> [To do] Set down each entry exactly as given; pictures should not appear in the copy.
+-------+
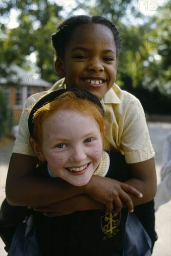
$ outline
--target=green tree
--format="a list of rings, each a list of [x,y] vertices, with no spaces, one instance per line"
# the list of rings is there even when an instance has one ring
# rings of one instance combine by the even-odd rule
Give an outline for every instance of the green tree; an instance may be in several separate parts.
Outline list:
[[[54,54],[51,34],[61,20],[61,4],[47,0],[4,1],[0,13],[3,20],[9,20],[12,12],[18,14],[18,26],[12,29],[1,23],[0,65],[1,75],[8,74],[8,67],[16,64],[29,70],[30,57],[36,58],[35,66],[41,77],[53,82],[57,79],[53,67]],[[61,1],[60,2],[61,3]]]
[[[7,119],[7,109],[4,94],[0,90],[0,141],[6,131],[6,121]]]

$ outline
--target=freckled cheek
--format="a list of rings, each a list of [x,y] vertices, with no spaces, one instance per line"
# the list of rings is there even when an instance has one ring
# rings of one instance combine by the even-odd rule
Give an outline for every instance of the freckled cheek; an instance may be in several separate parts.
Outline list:
[[[53,151],[47,152],[46,159],[48,163],[62,165],[66,162],[66,156],[64,151]]]
[[[102,146],[101,144],[99,144],[91,151],[92,157],[96,161],[98,161],[101,159],[102,154]]]

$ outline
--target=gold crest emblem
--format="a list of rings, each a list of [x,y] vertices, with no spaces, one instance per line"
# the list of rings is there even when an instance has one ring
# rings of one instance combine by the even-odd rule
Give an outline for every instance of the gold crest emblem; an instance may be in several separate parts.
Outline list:
[[[103,232],[106,235],[111,235],[115,232],[118,227],[121,217],[121,212],[114,214],[112,212],[101,217],[101,228]]]

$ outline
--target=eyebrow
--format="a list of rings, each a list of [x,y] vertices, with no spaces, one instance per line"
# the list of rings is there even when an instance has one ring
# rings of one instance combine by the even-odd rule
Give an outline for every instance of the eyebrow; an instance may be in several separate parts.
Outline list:
[[[75,47],[74,48],[73,48],[73,49],[72,49],[72,52],[74,52],[74,51],[76,51],[77,50],[81,50],[82,51],[84,51],[86,52],[89,52],[89,50],[88,49],[82,46],[76,46],[76,47]],[[111,52],[114,54],[115,54],[115,52],[114,52],[114,51],[111,50],[111,49],[106,49],[105,50],[102,51],[102,52],[103,53],[105,54]]]
[[[89,51],[89,50],[87,49],[87,48],[85,48],[84,47],[82,47],[81,46],[76,46],[72,49],[72,52],[76,51],[76,50],[82,50],[82,51],[86,51],[87,52]]]

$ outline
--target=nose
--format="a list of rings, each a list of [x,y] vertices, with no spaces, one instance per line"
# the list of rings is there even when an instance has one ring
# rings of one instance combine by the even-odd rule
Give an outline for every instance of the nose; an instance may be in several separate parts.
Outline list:
[[[88,67],[89,71],[98,72],[104,70],[102,61],[99,58],[92,58],[90,60]]]
[[[71,150],[70,161],[74,163],[81,163],[87,158],[87,154],[82,147],[75,147]]]

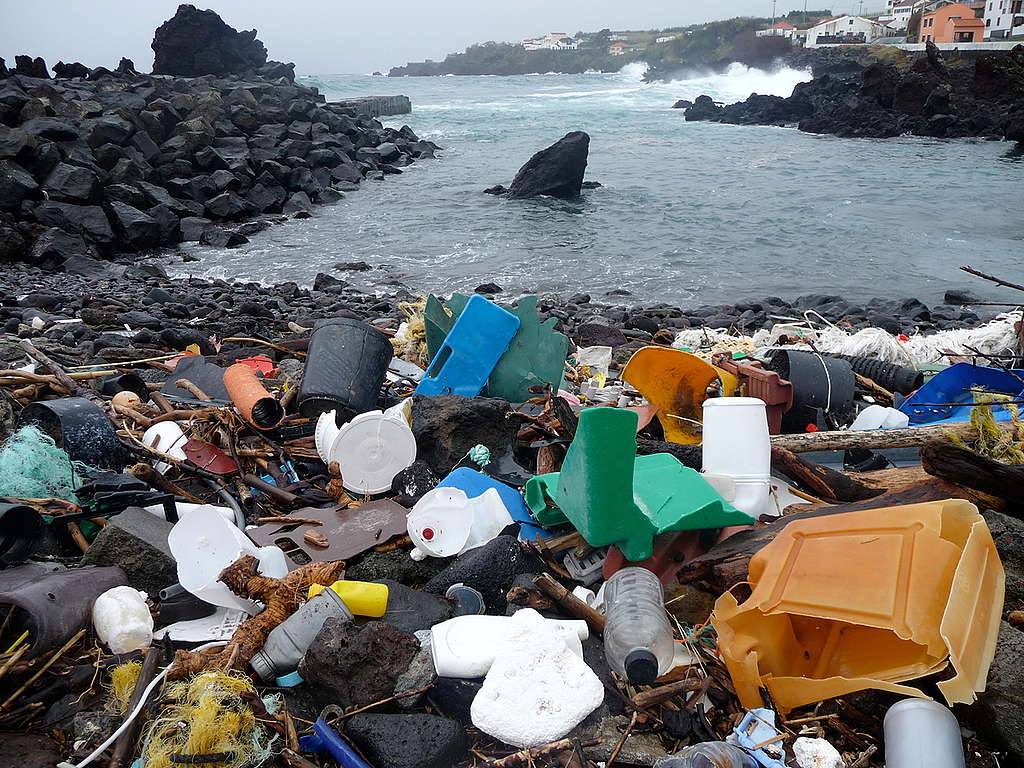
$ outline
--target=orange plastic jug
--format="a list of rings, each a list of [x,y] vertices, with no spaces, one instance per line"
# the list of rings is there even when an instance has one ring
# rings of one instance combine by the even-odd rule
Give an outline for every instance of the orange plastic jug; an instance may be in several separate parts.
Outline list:
[[[951,705],[984,690],[1005,574],[978,509],[948,500],[785,526],[751,559],[751,597],[715,604],[719,649],[743,707],[766,687],[785,712],[899,685],[952,664]]]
+-------+
> [Solution to the problem]
$ outline
--target=green tree
--format="a list of rings, each a list of [x,y] vertices, with no spaces, one instance per line"
# the list of rings is there even when an instance has one ring
# rings of one instance combine by the even-odd rule
Give an outline for every instance of the green tree; an instance may be in several separate parts.
Outline list:
[[[54,54],[51,34],[61,20],[61,4],[47,0],[4,1],[0,13],[3,20],[9,20],[12,12],[18,14],[18,26],[12,29],[1,23],[0,65],[1,75],[8,74],[8,67],[16,64],[29,70],[30,57],[36,58],[35,66],[41,77],[53,82],[57,79],[53,67]],[[61,1],[60,2],[61,3]]]
[[[7,119],[7,109],[4,94],[0,90],[0,141],[6,131],[6,121]]]

$ outline
--target=freckled cheek
--format="a list of rings, each a list of [x,y] vertices, with no spaces, one instance per line"
# the list of rings is there even when an instance has one ring
# rings of one instance combine by the even-odd rule
Give an outline for every instance of the freckled cheek; an instance may be in several separate parts.
Outline list:
[[[53,151],[47,152],[46,159],[48,163],[62,165],[66,162],[66,156],[64,151]]]
[[[102,146],[101,144],[99,144],[91,151],[92,157],[96,161],[98,161],[101,159],[102,154]]]

$ outline
--target=gold crest emblem
--format="a list of rings, each a list of [x,y] vertices, with no spaces, one instance per line"
# the list of rings is there even when an instance has one ring
# rings of one instance combine by the even-odd rule
Give an outline for every instance of the gold crest emblem; an instance may be in several separate parts.
Outline list:
[[[103,232],[106,235],[111,235],[115,232],[118,227],[121,217],[121,212],[114,214],[112,212],[101,217],[101,228]]]

$ outline
--target=eyebrow
--format="a list of rings, each a list of [x,y] vertices, with no spaces, one instance per line"
# the list of rings is there even when an instance has one ring
# rings of one instance combine by the even-odd rule
Give an outline for every instance of the eyebrow; an instance may be in several separate parts.
Outline list:
[[[75,47],[74,48],[73,48],[73,49],[72,49],[72,52],[74,52],[74,51],[76,51],[77,50],[81,50],[82,51],[84,51],[86,52],[89,52],[89,50],[88,49],[82,46],[76,46],[76,47]],[[111,52],[114,54],[115,54],[115,52],[114,52],[114,51],[111,50],[111,49],[106,49],[105,50],[102,51],[102,52],[103,53],[105,54]]]
[[[89,51],[89,50],[87,49],[87,48],[85,48],[84,47],[82,47],[81,46],[76,46],[72,49],[72,52],[76,51],[76,50],[82,50],[82,51],[86,51],[87,52]]]

$ outline
--target=nose
--format="a list of rings, each a list of [x,y] vertices, with no spaces, one instance per line"
# the list of rings is there even when an instance has one ring
# rings of one instance combine by the even-odd rule
Give an outline for every instance of the nose; an instance may be in several separate parts.
Outline list:
[[[88,67],[89,71],[98,72],[104,70],[102,61],[99,58],[92,58],[90,60]]]
[[[71,150],[70,161],[74,163],[81,163],[87,158],[87,154],[82,147],[75,147]]]

$ outline
--target=orange plastic jug
--format="a list of rings, each a list of [x,y] vertices, with no spaces, one instance per line"
# the list of rings is there even when an instance has one ring
# rings of one instance combine by the even-odd rule
Give an outline for every instance of the orange plastic jug; an instance may be in several separate parts.
Outline list:
[[[951,705],[984,690],[1005,574],[978,509],[948,500],[785,526],[751,559],[751,597],[715,604],[719,649],[743,707],[766,687],[785,712],[899,685],[952,664]]]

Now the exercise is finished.